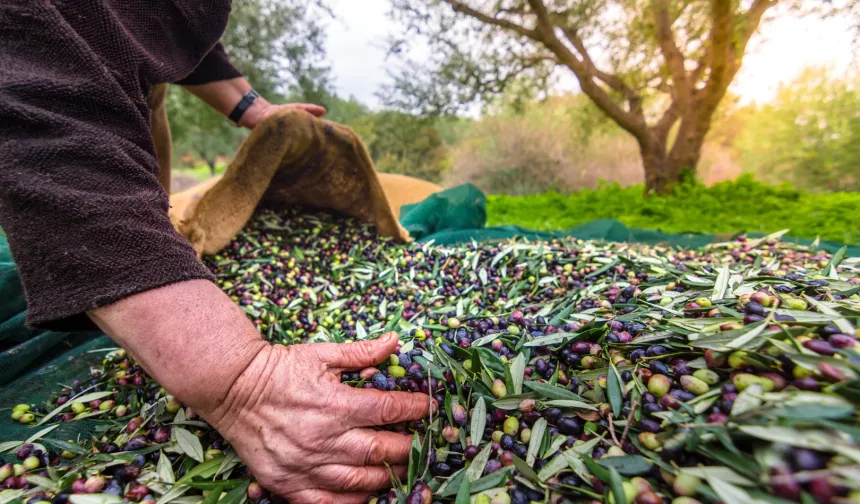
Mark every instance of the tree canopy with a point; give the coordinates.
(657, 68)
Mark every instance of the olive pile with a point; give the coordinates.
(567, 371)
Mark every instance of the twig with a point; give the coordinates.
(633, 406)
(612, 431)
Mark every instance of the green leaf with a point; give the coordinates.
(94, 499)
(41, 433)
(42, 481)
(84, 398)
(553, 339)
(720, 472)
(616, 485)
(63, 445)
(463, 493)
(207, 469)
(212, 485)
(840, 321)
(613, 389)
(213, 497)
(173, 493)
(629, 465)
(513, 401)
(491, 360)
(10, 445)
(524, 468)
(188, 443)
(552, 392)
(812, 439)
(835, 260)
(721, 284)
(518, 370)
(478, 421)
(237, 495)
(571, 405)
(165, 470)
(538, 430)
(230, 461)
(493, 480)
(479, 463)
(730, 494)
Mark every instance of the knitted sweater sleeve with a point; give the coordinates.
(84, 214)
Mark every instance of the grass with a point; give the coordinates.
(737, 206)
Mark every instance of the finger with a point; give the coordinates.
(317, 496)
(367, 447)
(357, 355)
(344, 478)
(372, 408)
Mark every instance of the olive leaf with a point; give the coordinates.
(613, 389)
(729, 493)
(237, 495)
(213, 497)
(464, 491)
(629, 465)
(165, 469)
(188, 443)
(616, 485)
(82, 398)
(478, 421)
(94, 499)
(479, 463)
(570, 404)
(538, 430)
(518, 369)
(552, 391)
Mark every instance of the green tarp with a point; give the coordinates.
• • • •
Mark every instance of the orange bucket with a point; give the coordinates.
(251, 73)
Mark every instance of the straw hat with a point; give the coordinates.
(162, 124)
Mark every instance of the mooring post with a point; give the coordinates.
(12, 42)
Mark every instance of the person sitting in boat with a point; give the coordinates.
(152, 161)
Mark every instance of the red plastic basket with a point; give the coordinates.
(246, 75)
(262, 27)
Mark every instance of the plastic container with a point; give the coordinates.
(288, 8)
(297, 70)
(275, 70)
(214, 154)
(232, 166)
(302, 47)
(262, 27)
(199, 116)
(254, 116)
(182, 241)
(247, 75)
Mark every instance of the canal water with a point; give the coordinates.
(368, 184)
• • • •
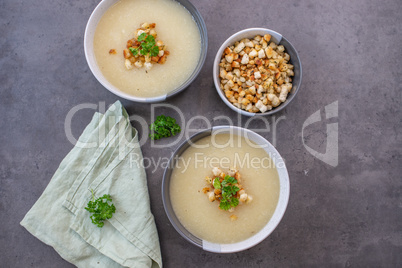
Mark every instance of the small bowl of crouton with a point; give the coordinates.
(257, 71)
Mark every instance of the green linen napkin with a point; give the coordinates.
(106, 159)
• • • •
→ WHAT YOU HAVE TO DO
Please pick out and copy each line of the material above that contains the word "green". Case counts, so match uppercase and lowercase letters exactly.

→ TASK ANSWER
Mark every instance of the green leaf with a point; give the coordinates.
Mark every instance of the green tarp with a point; give the coordinates.
Mark every instance of the green linen napkin with a point; give the coordinates.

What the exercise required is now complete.